Problem details
State how many lines of the material below contain the string "fence", with case counting. Reply with the number alone.

Material to process
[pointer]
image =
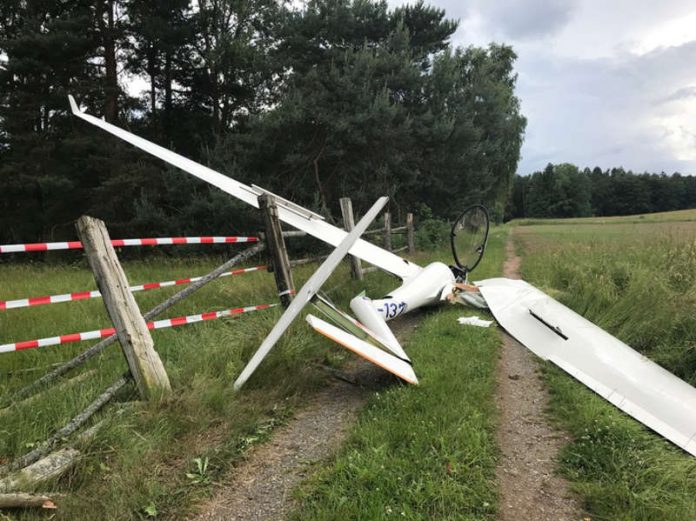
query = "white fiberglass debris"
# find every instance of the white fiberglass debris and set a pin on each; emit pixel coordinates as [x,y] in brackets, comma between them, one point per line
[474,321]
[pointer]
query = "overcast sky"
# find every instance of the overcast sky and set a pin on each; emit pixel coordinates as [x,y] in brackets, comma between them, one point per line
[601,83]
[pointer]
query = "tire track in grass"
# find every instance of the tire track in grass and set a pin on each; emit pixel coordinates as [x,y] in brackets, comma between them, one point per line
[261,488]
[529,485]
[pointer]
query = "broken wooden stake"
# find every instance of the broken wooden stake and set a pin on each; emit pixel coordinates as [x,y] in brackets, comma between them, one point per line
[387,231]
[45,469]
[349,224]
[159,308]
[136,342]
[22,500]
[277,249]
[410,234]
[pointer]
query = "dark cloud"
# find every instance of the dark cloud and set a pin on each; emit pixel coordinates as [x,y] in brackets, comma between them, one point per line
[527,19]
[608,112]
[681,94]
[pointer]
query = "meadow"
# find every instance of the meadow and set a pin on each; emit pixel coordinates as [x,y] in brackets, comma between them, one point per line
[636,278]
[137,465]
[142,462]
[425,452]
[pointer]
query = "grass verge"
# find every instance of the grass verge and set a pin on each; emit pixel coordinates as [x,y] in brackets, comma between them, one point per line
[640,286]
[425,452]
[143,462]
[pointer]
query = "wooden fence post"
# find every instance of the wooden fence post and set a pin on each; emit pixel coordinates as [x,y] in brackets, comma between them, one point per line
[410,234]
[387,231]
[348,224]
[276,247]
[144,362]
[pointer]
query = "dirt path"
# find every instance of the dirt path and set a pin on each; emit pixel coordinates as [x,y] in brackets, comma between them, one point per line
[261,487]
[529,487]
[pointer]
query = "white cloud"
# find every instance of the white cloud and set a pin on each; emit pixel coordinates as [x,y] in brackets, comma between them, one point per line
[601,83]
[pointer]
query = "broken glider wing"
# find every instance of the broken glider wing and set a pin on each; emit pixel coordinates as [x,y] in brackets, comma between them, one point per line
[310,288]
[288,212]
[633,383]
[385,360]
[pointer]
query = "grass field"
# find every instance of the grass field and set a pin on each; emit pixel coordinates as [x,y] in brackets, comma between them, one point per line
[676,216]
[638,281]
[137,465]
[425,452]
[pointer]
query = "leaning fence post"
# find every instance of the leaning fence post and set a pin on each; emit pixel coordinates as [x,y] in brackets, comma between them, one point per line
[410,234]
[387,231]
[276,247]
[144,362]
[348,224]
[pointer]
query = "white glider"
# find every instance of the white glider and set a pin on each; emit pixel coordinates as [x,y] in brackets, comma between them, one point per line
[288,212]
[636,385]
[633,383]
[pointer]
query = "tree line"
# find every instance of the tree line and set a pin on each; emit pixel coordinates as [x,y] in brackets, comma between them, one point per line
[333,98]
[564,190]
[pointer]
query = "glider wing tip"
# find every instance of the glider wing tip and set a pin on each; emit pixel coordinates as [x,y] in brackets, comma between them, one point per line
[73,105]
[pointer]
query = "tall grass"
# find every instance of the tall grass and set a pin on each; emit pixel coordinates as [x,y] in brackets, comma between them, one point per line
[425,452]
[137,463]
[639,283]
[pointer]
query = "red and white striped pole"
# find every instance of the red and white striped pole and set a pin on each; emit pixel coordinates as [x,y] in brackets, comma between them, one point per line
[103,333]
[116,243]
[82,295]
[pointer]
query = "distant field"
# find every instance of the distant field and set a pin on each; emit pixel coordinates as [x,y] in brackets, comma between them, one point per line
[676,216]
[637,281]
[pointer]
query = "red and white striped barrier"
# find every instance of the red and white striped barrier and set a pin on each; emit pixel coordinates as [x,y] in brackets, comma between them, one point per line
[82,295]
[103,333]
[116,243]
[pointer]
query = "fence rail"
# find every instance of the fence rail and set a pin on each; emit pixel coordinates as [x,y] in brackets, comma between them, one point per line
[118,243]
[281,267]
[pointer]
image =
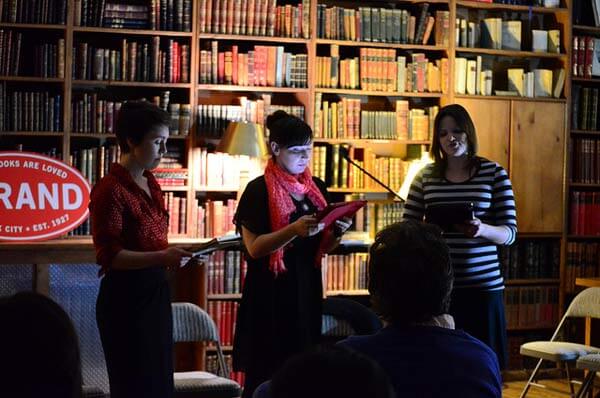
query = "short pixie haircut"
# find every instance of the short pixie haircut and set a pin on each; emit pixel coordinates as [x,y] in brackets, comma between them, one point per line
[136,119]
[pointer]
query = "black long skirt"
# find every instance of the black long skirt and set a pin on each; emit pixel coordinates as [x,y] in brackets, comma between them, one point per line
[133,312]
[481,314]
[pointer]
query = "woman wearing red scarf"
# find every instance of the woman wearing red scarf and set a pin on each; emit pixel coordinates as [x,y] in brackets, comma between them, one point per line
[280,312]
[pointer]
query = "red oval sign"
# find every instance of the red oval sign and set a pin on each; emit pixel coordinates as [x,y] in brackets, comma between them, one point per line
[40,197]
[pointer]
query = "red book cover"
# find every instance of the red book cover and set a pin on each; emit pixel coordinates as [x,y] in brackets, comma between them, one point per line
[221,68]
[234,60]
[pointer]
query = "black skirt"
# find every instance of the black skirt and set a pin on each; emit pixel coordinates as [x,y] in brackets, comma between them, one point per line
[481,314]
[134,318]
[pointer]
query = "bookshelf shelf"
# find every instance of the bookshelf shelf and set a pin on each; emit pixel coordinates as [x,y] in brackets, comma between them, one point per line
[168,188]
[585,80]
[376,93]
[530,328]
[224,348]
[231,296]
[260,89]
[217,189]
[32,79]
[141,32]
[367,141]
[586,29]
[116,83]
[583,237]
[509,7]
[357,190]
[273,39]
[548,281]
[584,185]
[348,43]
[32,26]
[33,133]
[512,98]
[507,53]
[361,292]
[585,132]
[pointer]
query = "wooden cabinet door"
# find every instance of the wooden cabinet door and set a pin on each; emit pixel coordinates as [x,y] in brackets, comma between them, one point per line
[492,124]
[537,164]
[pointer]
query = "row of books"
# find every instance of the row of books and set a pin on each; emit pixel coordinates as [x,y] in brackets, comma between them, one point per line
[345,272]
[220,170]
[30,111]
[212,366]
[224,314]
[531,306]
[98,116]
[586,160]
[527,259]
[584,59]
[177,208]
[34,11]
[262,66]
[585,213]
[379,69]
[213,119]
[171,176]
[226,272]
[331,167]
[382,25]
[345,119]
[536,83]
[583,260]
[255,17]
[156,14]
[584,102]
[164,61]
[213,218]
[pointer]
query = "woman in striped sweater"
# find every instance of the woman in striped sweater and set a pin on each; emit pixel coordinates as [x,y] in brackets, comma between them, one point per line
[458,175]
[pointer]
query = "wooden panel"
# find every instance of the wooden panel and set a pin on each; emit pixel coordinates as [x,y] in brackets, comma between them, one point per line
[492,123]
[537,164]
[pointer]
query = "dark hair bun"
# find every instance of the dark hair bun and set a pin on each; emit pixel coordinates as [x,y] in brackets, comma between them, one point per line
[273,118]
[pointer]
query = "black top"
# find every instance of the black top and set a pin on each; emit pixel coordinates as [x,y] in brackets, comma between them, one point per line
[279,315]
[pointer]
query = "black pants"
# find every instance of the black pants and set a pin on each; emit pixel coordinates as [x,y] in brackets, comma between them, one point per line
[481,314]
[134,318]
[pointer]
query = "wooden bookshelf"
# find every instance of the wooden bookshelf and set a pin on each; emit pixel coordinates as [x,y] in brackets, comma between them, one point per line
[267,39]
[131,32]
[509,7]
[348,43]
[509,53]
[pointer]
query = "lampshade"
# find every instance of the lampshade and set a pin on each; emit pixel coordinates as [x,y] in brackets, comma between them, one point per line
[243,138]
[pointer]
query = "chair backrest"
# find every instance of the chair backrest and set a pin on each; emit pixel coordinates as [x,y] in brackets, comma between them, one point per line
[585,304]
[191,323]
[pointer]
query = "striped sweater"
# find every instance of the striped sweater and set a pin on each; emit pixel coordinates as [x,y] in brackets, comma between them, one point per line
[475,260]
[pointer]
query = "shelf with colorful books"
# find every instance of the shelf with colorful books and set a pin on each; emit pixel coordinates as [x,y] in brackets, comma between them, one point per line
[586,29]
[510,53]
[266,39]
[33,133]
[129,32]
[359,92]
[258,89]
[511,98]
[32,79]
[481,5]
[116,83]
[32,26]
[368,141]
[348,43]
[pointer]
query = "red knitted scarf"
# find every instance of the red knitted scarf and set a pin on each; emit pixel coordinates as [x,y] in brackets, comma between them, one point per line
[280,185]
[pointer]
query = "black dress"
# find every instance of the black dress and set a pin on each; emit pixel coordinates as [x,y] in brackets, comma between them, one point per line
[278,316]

Solution to this task
6